SOURCE DOCUMENT:
Characterizing the Heterogeneity in Autism Spectrum Disorder Using Brain Connectivity Underlying Social Cognition

Friday, May 12, 2017: 5:00 PM-6:30 PM
Golden Gate Ballroom (Marriott Marquis Hotel)
M. Thye1 and R. K. Kana2, (1)Psychology, University of Alabama at Birmingham, Birmingham, AL, (2)University of Alabama at Birmingham, Birmingham, AL
Background: Autism Spectrum Disorder (ASD) is characterized by deficits in theory-of-mind (ToM) which negatively impact social interaction. Previous neuroimaging studies have found alterations in ToM brain network in individuals with ASD. However, most of these studies rely on standard fMRI analyses which concatenate results to arrive at a group-level model that may not be reflective of many or most of the participants within a heterogeneous group. A novel approach to studying functional connectivity that accounts for the heterogeneity of ToM regions in an ASD population is the Group Iterative Multiple Model Estimation (GIMME) algorithm which reveals divergent subgroups based on patterns of functional connectivity among a priori regions of interest (ROI) using a structural equation modeling framework.

Objectives: To examine the nature and extent of neural heterogeneity across ASD and typically developing (TD) participants in an fMRI study of ToM processing.

Methods: A total of 63 participants (32 ASD and 31 age-and-IQ-matched TD) between the ages of 10 and 36 years took part in this fMRI study. In the scanner, participants watched animations of geometrical shapes depicting ToM. ROIs were derived from a Neurosynth mask based on previous studies of ToM and included: left and right inferior frontal gyrus (LIFG; RIFG), left precuneus (LPCUN), left and right posterior superior temporal sulcus (LpSTS; RpSTS), and medial prefrontal cortex (MPFC). Based on the fMRI time-series information extracted from each ROI during the ToM condition, GIMME identifies the presence and direction of connections among the ROIs to arrive at a group level model that is then tested at the individual level to determine if subgroups exist within the data that differ from the group model.

Region pointing listing:
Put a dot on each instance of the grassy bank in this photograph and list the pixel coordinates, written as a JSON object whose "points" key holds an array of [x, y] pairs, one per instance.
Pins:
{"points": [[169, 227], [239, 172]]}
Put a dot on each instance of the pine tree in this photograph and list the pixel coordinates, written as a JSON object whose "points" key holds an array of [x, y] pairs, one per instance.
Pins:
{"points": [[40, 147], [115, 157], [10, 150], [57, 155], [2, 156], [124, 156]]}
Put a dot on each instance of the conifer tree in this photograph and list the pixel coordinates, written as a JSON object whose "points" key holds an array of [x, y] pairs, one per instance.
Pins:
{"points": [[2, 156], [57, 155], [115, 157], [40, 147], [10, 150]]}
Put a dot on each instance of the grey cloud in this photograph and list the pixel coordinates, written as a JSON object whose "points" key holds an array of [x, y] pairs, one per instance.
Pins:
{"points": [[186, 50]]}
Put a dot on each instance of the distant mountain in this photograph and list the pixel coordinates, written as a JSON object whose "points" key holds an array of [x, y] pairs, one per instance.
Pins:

PROBLEM DESCRIPTION: Copy from the abstract on autism brain connectivity the passage that begins with the words containing "Objectives: To examine" and ends with "of ToM processing.".

EXERCISE SOLUTION:
Objectives: To examine the nature and extent of neural heterogeneity across ASD and typically developing (TD) participants in an fMRI study of ToM processing.